[Object pointing dataset rows]
....................
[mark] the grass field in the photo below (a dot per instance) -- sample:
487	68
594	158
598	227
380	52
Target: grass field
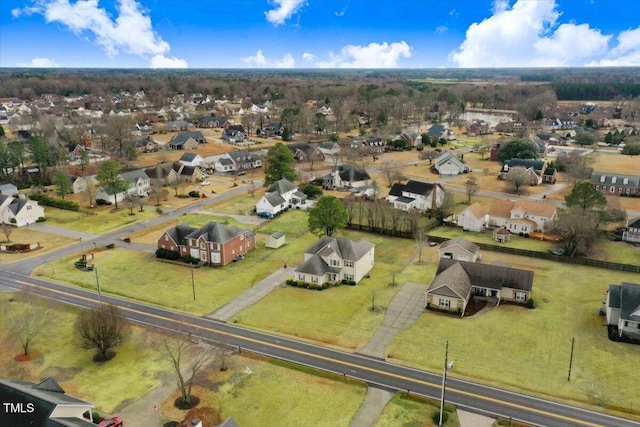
105	219
61	357
340	316
410	411
529	350
24	235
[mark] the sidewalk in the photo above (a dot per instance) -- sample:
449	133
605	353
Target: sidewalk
252	295
403	311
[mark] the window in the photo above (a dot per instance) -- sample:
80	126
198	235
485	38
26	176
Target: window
444	302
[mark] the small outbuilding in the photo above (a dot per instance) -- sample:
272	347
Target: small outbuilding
501	235
275	240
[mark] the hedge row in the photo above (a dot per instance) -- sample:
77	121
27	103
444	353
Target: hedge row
55	203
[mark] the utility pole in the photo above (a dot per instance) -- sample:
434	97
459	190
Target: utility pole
447	366
193	285
573	341
98	285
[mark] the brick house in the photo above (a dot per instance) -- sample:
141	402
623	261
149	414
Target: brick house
612	184
214	243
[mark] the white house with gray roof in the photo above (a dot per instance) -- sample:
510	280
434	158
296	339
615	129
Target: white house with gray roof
281	195
623	309
333	259
18	211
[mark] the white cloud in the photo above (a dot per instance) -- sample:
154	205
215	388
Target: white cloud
373	55
161	61
286	62
441	29
525	34
258	59
626	53
283	11
131	31
40	63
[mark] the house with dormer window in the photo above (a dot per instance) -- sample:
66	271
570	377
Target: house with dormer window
333	259
213	244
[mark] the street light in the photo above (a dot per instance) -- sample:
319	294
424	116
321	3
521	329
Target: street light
447	365
98	285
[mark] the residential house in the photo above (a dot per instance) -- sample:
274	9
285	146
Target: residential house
8	190
214	122
213	243
333	259
522	216
616	184
192	159
280	196
457	281
234	134
632	232
42	404
477	127
275	240
448	163
144	128
146	145
542	142
139	182
80	184
459	249
19	211
419	195
346	176
186	140
538	170
178	126
473	218
623	309
238	160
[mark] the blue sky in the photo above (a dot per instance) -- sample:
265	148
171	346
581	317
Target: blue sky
319	33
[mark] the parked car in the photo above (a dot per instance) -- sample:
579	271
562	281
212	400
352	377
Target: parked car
111	422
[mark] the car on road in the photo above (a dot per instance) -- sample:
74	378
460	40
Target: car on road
111	422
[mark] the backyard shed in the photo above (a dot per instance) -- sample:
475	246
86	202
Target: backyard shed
275	240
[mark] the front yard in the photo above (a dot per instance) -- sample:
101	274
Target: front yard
529	350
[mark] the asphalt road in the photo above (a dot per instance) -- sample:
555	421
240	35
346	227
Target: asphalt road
467	395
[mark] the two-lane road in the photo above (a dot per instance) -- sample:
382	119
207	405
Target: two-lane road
470	396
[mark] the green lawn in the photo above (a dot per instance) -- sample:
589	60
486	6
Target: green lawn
529	349
409	411
105	220
267	394
238	205
487	238
62	358
339	316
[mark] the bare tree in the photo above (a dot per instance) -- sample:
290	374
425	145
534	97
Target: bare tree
159	194
518	176
471	187
102	328
7	229
184	354
130	201
29	323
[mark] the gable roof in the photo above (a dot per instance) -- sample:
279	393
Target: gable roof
218	233
461	242
492	276
345	248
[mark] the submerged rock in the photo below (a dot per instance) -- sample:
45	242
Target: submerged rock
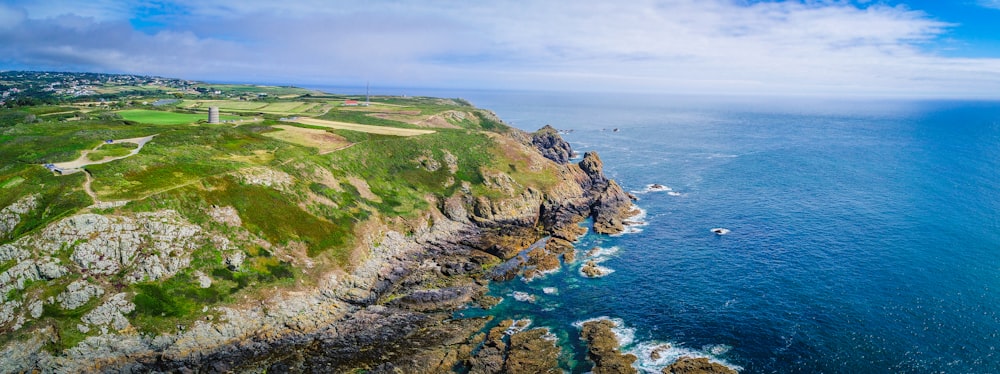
....................
* **Exercise details**:
Please rewrite all of the items above, switching every "a dot per instance" to "one point per instance" and leaving everything else unchanged. Omit the pictures from your answer.

* **Finished exercise**:
[mark] the grass field in the photo below (one point per instance) -- sample:
487	68
594	158
598	227
380	52
Target: grass field
105	219
61	357
340	316
410	411
529	350
24	235
[mark] the sidewalk in the photo above (one point per instance) -- sample:
449	133
605	353
Target: sidewalk
252	295
403	311
[mark] the window in the photo above (one point per instance) -- sample:
80	126
198	235
485	38
26	176
Target: window
444	302
[mark] the small outbuilding in the photo above (one point per instance) -- sample:
272	347
Target: small outbuilding
501	235
275	240
[mark] the hedge row in the photo above (one point per instance) -- sample:
77	121
27	103
444	353
Target: hedge row
55	203
[mark] the utility pole in the photo above (one point per instance) -- sample:
434	97
459	190
Target: utility pole
447	366
193	285
573	341
98	285
[mark] the brick house in the photo above (one point per instance) -- sample:
141	402
623	261
149	414
Target: brick house
612	184
214	243
[mark] the white house with gray roof in the photo above (one point per instance) -- sample:
510	280
434	158
296	339
615	129
Target: white house with gray roof
281	195
623	309
333	259
18	211
[mark] the white cloud in the photo above (one point per instance) -- sample:
154	205
215	388
Target: white cloud
373	55
161	61
286	62
441	29
525	34
258	59
626	53
283	11
131	31
40	63
[mark] the house with dormer window in the photo above (one point per instance) -- sample:
66	271
570	377
Target: house with dormer window
333	259
213	244
[mark] the street light in the photo above (one point per instance) -- sample:
319	294
424	116
321	3
521	329
Target: street light
447	365
98	285
[mark] the residential house in the photo above (one point per instance) -- sample:
274	9
285	146
Target: residential house
8	190
214	122
213	243
333	259
522	216
616	184
192	159
280	196
457	281
234	134
632	232
42	404
477	127
275	240
448	163
144	128
146	145
542	142
139	182
80	184
459	249
19	211
419	195
346	176
186	140
538	170
178	126
473	218
623	309
238	160
[mark] the blue sky in the photo above (one point per instance) -- sample:
265	148
171	346
581	317
Target: blue sky
319	33
[mark] the parked car in the photo above (one point per instance) -- sample:
579	271
562	281
212	400
352	377
Target: parked car
111	422
[mark] the car on road in the photo above (one point per instance) -- sample:
74	378
460	40
Target: car on road
111	422
[mark] the backyard shed in the photo above (one point per instance) -- sample:
475	246
86	202
Target: backyard shed
275	240
[mark] the front yard in the photo above (one point per instance) -- sample:
101	274
Target: front yard
529	350
[mark] the asphalt road in the photo above (one point per instance) -- sample:
555	421
240	35
346	227
Target: asphalt road
467	395
[mark] the two-lane road in the photo above (one point per instance) -- sample:
382	119
207	405
Target: two-lane road
470	396
[mark] the green lawn in the photo above (one point per instance) -- sample:
589	60
486	6
Target: green lawn
529	349
409	411
105	220
267	394
238	205
487	238
62	358
339	316
[mark] the bare tree in the photo above (one point per instance) -- sample:
290	374
425	145
534	97
Target: bare tree
159	194
518	176
471	187
102	328
7	229
184	354
130	201
29	323
[mark] the gable roof in the photo above (one point per instance) -- sample:
279	393
Target: gable roof
218	233
461	242
492	276
345	248
[mark] the submerged rock in the photo below (one point per instance) -- sample:
45	242
Target: submerged rock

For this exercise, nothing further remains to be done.